TASK DETAILS
Reproduce the material below from the line with "Target: small structure on hillside" through the end, putting "post" wherever "pole" appears and leaving everything else unchanged.

MATERIAL TO PROCESS
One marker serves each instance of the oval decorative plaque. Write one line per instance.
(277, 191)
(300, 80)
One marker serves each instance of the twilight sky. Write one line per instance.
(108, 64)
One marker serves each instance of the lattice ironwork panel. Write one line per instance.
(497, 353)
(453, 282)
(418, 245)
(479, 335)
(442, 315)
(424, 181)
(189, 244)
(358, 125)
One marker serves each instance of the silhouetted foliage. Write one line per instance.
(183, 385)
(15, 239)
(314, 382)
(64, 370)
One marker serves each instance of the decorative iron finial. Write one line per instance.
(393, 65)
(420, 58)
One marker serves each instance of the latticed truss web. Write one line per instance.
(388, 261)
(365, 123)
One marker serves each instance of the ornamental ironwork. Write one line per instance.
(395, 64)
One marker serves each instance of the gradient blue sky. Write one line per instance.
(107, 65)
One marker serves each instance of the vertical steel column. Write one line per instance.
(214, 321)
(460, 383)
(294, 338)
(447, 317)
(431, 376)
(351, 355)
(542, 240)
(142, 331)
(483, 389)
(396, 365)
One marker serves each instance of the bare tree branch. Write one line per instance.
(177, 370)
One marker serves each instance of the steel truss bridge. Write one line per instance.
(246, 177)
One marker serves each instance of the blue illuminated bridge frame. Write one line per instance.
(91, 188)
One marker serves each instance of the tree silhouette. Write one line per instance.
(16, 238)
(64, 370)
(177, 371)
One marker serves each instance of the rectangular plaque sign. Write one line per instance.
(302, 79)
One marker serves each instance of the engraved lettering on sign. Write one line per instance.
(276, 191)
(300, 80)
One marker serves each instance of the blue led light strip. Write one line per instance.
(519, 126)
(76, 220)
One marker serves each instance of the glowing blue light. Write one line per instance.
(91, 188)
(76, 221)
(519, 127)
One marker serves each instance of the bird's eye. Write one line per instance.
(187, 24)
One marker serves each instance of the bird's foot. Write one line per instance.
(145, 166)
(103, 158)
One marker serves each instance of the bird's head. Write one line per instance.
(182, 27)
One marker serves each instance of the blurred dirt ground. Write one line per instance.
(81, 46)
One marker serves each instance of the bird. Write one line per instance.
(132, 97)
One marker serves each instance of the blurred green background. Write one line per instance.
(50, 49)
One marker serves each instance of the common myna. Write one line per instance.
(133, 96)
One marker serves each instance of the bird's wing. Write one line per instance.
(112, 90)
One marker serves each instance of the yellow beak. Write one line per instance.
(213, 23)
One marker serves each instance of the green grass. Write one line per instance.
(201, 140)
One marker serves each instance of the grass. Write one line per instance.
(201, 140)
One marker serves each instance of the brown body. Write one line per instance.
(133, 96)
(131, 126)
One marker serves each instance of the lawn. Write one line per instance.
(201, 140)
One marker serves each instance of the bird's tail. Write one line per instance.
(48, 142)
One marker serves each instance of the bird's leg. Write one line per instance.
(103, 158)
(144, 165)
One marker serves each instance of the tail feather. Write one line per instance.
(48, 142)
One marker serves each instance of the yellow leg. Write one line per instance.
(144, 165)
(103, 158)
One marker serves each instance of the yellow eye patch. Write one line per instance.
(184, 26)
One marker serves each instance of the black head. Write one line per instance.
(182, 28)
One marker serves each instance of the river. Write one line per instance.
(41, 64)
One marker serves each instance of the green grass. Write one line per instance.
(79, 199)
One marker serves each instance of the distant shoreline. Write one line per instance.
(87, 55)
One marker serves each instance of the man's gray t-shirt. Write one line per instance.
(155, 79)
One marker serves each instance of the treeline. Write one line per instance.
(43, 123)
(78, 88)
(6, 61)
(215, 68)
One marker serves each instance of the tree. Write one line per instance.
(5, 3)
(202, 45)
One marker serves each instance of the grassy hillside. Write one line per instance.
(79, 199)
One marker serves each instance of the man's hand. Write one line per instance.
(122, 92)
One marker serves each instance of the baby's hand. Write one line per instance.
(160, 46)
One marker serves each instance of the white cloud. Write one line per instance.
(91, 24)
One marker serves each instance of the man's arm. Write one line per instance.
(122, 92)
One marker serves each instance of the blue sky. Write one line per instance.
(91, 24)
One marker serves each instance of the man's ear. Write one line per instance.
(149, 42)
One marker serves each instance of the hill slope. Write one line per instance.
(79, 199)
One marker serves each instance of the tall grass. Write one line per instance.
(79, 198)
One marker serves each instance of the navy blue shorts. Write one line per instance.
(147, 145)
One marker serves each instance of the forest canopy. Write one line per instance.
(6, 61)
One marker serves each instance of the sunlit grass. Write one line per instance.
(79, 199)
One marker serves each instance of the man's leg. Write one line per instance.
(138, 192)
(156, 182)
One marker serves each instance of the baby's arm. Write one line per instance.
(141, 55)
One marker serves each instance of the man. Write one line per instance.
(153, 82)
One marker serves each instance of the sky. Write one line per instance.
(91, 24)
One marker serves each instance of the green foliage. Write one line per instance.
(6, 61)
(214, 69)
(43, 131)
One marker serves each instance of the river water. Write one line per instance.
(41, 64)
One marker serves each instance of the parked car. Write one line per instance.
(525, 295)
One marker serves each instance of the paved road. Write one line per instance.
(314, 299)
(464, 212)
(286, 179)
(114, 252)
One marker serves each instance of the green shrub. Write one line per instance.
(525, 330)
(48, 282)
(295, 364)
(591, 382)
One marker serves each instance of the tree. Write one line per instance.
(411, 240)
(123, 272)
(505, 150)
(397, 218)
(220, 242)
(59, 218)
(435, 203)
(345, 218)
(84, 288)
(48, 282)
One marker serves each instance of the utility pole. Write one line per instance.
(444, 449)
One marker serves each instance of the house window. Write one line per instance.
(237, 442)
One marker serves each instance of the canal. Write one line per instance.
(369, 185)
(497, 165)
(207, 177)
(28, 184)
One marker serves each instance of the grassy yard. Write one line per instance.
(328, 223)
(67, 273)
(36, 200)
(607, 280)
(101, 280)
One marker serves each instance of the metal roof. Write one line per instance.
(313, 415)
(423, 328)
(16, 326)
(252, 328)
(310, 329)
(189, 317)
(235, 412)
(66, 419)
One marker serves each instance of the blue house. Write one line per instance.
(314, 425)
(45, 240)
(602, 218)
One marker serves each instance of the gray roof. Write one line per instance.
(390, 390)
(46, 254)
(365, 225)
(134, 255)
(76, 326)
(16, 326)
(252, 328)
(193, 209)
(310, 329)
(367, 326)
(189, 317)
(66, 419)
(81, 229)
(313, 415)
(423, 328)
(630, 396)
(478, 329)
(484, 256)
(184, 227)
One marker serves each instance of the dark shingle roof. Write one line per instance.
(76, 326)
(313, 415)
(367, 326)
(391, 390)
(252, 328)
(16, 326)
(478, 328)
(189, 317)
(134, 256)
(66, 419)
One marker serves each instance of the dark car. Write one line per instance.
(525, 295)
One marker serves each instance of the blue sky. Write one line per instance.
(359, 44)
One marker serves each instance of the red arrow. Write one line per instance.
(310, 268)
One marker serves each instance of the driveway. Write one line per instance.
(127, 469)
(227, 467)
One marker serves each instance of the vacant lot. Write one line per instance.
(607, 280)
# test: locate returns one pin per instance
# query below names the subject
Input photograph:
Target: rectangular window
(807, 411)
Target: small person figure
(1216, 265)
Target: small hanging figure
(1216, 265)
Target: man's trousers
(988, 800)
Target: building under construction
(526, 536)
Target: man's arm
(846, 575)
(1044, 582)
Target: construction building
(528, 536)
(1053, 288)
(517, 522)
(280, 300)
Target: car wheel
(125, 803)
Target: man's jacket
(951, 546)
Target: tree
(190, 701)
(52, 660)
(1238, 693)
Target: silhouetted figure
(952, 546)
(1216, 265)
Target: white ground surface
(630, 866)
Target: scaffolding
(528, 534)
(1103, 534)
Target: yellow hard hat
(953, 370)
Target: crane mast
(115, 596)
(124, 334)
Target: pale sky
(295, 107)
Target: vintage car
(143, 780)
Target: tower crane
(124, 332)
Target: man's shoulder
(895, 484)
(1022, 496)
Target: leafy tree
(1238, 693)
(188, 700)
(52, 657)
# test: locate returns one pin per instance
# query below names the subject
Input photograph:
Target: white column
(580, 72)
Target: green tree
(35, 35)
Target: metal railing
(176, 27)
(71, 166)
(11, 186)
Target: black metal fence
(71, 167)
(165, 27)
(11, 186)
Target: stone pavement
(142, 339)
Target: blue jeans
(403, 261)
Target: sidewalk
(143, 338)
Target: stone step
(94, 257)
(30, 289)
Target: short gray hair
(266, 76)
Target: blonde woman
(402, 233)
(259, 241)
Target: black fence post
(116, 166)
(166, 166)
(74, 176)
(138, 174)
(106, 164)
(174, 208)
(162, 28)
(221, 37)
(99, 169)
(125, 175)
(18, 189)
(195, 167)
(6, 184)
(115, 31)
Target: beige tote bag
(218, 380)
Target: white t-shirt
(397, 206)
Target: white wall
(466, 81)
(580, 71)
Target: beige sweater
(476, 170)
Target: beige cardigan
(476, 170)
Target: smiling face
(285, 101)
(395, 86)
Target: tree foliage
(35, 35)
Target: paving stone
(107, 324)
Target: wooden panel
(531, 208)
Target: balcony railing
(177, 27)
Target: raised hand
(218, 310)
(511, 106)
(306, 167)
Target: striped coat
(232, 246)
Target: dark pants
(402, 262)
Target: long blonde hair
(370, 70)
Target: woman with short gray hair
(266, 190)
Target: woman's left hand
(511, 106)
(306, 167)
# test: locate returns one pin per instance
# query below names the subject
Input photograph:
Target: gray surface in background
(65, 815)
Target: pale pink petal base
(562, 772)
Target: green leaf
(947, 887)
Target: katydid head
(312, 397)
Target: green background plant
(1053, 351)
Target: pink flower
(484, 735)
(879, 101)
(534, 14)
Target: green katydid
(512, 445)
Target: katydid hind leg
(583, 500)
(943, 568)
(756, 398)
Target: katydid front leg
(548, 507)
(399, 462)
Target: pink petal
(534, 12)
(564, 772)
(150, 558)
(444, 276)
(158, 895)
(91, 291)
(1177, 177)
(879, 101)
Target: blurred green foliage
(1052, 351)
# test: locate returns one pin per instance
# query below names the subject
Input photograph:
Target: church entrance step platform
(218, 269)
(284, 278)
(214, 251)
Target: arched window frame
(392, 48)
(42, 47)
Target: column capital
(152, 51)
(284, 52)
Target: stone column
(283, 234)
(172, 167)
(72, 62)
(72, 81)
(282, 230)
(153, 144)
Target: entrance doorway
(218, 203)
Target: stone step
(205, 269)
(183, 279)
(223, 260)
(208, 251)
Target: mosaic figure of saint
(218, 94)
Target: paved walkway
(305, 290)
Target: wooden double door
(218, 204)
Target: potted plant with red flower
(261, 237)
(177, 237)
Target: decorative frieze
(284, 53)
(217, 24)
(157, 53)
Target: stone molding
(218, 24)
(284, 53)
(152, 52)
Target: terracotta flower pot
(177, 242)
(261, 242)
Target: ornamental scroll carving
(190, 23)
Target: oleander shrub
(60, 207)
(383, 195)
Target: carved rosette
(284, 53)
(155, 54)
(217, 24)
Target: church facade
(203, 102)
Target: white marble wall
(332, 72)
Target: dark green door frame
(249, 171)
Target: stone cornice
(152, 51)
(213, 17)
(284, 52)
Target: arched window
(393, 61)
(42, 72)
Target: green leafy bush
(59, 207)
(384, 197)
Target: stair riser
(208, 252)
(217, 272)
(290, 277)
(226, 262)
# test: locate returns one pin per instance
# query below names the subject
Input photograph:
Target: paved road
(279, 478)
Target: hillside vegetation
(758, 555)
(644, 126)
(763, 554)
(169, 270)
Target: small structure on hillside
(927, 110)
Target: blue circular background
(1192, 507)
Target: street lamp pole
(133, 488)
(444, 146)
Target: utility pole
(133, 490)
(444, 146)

WORKED SOLUTION
Target: small structure on hillside
(927, 110)
Target: blue circular background
(1192, 507)
Target: street lamp post
(133, 488)
(444, 146)
Target: utility post
(133, 490)
(444, 146)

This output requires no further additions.